** WORK TO DO **
List every line of the lines below that contains the word "bench", matching case exactly.

** DATA FOR THIS TASK **
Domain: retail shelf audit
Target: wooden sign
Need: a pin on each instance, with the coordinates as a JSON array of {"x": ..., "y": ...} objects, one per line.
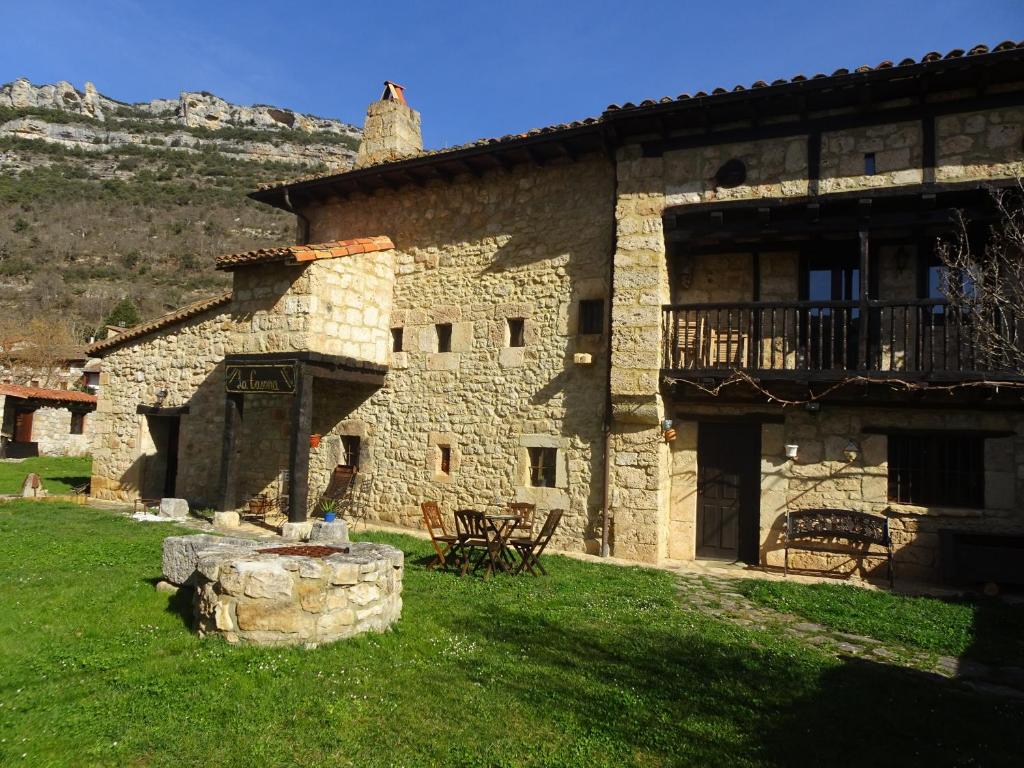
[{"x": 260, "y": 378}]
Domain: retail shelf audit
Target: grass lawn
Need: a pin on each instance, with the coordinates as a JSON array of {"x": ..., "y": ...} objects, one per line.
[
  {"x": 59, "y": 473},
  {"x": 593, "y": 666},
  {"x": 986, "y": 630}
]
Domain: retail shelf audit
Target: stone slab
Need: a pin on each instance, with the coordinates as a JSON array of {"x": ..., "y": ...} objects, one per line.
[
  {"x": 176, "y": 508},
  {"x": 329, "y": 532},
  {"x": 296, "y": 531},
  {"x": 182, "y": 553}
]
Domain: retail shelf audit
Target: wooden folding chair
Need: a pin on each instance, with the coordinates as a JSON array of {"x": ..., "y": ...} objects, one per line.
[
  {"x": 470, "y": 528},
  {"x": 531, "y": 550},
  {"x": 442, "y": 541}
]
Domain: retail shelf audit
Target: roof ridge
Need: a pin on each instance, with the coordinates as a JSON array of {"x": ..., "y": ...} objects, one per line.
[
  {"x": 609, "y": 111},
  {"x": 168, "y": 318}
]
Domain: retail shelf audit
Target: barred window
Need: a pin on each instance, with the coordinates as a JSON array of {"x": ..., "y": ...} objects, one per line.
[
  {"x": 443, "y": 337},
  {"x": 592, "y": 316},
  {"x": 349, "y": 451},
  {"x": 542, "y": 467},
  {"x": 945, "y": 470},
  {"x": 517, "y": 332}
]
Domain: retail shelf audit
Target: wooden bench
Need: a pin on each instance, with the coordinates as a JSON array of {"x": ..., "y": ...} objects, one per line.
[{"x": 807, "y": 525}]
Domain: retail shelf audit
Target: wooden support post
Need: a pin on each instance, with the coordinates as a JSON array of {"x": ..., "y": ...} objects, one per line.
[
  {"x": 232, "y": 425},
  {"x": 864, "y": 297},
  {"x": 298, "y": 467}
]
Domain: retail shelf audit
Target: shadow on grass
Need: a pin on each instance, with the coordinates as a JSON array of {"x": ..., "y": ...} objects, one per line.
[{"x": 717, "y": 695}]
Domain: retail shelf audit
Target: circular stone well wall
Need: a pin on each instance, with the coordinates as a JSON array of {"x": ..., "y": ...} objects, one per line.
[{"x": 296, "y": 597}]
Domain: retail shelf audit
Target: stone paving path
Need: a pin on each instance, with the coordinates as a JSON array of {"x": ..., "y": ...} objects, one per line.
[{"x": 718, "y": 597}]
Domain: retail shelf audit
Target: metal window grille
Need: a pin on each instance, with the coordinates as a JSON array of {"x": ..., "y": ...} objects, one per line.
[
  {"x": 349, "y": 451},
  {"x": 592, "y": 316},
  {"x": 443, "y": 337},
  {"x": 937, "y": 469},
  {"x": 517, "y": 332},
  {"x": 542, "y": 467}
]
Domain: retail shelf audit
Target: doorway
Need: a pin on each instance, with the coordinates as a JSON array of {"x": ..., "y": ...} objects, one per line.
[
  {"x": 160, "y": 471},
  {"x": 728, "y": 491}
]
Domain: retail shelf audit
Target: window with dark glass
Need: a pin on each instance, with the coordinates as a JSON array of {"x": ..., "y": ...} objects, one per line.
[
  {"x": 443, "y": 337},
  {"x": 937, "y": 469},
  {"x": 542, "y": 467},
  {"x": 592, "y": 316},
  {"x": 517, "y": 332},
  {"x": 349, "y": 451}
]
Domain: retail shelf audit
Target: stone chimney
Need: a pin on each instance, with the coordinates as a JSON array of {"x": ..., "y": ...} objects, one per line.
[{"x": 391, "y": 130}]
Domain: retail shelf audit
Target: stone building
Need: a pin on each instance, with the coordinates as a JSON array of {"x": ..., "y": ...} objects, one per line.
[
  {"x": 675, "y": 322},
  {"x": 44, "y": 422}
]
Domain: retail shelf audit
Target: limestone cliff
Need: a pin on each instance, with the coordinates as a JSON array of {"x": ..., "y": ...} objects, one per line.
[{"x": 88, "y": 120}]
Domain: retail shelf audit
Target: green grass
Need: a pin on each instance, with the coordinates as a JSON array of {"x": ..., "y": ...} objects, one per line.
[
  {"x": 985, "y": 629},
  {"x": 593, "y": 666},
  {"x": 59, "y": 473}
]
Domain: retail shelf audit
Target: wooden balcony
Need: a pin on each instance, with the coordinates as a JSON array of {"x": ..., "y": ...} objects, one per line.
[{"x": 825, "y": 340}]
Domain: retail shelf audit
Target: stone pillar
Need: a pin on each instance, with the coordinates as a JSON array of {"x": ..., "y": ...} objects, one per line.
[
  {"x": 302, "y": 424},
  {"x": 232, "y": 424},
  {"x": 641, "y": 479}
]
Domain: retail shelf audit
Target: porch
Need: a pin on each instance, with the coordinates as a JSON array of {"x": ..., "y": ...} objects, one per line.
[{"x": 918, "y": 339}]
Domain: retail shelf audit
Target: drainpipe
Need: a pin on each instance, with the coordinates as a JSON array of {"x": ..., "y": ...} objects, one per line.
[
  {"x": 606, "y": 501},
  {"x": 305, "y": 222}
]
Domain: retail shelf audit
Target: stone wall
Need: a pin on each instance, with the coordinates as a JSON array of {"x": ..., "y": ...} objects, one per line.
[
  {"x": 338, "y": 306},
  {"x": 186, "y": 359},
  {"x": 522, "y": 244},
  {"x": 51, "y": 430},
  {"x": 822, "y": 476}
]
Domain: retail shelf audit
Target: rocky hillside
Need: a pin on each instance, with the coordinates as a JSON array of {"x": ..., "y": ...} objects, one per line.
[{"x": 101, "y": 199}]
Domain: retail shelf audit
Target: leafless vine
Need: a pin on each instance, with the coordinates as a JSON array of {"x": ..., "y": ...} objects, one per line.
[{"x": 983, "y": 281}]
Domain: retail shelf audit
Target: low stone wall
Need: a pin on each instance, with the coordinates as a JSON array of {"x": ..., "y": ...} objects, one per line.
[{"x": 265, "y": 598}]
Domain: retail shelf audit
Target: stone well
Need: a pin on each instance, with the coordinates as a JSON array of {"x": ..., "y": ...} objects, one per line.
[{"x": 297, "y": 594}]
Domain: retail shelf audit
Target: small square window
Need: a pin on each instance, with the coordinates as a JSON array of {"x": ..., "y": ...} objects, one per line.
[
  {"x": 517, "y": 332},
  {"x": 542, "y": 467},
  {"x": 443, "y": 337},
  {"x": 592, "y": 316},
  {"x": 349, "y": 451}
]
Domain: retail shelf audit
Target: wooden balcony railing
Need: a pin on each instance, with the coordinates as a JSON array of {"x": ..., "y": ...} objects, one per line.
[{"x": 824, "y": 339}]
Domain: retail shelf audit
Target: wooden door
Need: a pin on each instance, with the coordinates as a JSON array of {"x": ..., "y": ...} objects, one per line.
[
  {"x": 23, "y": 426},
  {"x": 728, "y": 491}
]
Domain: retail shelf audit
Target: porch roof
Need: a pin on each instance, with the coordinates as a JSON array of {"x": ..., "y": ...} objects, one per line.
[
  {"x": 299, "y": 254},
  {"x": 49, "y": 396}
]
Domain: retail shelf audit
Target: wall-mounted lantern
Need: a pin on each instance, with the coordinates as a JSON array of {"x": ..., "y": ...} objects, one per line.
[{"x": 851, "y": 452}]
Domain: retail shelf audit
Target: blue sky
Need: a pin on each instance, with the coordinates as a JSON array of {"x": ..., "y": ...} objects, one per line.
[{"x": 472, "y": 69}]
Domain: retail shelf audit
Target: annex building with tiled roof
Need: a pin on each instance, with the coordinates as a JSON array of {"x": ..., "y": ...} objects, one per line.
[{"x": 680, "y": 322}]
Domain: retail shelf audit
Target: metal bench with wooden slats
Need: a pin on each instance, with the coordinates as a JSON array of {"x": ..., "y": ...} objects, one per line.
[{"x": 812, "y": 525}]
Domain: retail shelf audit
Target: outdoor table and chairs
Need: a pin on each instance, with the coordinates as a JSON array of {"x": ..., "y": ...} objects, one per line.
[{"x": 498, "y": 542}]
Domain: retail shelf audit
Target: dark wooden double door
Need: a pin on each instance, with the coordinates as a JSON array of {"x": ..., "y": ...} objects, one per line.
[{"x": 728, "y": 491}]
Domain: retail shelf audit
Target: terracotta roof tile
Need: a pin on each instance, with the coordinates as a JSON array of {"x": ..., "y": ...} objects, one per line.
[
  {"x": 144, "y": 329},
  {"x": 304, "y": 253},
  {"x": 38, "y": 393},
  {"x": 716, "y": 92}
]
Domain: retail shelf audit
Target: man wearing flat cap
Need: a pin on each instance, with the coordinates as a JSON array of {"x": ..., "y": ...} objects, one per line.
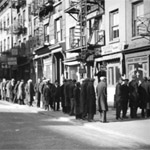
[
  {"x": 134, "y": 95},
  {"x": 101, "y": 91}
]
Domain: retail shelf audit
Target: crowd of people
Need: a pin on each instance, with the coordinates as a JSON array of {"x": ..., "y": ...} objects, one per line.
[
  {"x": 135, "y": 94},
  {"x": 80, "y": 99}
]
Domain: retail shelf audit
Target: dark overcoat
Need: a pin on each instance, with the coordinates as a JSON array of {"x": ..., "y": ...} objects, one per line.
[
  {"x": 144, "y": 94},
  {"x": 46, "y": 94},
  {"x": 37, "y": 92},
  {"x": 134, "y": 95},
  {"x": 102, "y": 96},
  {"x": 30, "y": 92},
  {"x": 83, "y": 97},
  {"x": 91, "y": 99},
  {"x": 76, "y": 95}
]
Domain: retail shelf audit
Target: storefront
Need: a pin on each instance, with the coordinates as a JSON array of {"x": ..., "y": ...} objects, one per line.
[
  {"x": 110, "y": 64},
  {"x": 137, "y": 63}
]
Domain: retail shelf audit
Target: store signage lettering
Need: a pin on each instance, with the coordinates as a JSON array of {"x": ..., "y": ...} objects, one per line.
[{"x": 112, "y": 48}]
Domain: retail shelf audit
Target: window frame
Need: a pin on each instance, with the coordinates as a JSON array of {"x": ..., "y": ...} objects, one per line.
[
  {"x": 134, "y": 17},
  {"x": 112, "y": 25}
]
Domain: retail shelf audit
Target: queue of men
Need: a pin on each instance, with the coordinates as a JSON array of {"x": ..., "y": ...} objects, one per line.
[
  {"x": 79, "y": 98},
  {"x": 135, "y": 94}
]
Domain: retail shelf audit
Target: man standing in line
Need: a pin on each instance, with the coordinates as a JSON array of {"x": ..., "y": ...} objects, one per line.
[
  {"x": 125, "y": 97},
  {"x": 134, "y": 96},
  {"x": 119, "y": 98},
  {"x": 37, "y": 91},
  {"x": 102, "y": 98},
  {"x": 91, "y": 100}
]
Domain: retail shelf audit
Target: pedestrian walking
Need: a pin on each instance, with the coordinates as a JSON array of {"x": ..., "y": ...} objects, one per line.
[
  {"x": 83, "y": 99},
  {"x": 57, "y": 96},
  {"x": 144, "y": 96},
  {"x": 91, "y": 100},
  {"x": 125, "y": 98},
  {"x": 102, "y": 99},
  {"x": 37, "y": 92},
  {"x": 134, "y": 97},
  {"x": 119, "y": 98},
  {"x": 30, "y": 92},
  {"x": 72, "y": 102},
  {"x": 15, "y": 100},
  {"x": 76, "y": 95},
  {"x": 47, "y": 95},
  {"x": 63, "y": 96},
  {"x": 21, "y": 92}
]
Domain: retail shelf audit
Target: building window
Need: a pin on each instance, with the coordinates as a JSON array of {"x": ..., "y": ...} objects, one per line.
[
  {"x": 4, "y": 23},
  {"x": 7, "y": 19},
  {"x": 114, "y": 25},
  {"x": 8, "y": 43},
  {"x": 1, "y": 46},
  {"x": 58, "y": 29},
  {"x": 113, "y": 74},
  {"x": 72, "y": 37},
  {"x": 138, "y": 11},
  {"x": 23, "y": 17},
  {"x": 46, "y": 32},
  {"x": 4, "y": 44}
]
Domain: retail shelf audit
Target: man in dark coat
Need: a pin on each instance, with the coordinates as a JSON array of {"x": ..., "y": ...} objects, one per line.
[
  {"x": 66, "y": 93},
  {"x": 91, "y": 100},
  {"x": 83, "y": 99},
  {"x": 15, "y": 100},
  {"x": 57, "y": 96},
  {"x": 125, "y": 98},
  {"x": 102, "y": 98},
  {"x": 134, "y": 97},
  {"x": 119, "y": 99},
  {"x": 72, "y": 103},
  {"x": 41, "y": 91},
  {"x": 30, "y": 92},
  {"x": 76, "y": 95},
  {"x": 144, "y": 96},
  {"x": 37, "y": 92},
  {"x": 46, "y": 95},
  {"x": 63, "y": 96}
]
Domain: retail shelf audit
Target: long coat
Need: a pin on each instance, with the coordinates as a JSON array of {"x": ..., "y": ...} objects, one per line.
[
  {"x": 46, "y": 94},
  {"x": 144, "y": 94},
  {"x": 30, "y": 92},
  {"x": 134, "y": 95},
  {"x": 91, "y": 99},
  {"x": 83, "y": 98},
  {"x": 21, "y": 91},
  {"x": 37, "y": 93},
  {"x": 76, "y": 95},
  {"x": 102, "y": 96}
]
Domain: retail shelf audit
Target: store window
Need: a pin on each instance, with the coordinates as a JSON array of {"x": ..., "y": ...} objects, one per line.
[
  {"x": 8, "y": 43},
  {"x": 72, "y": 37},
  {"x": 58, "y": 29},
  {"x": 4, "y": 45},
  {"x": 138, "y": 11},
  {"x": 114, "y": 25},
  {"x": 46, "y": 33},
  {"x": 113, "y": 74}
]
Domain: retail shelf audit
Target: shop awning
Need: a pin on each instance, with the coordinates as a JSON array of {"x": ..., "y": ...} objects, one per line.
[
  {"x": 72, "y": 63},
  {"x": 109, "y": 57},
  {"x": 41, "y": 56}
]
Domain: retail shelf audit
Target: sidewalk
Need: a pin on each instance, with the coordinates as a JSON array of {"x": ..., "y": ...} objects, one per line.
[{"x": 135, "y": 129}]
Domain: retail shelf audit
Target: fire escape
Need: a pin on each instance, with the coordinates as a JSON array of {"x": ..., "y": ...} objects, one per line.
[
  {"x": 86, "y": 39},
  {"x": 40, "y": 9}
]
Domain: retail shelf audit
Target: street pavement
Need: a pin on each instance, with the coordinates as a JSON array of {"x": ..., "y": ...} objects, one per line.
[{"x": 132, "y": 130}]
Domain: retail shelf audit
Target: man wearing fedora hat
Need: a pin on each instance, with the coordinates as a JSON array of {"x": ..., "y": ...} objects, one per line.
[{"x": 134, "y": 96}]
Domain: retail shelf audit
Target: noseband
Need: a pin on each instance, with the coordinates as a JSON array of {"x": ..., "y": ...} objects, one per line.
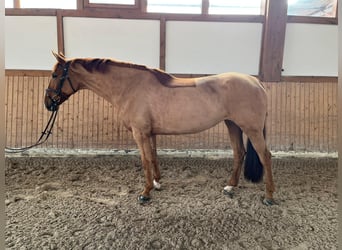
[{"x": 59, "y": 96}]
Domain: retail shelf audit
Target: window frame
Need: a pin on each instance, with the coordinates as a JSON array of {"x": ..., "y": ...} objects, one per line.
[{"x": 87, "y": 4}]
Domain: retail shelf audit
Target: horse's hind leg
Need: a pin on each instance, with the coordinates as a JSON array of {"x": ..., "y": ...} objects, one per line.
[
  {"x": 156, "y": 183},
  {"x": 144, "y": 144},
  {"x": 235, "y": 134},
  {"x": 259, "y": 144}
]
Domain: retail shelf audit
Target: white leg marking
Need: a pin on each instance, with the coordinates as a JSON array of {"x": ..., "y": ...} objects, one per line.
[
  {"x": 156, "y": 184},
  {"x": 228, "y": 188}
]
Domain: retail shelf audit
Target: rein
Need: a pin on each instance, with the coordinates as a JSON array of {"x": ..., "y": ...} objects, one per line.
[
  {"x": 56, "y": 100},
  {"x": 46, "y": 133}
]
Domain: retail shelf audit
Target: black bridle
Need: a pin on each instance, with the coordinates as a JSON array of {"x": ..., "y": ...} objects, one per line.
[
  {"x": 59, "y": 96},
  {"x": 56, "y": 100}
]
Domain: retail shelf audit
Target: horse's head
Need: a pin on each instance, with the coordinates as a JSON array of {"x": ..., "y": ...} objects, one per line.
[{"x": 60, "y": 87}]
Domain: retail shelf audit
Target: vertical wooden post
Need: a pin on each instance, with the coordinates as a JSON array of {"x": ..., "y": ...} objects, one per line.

** TASK OUTPUT **
Target: wooden bench
Target: metal bench with wooden slats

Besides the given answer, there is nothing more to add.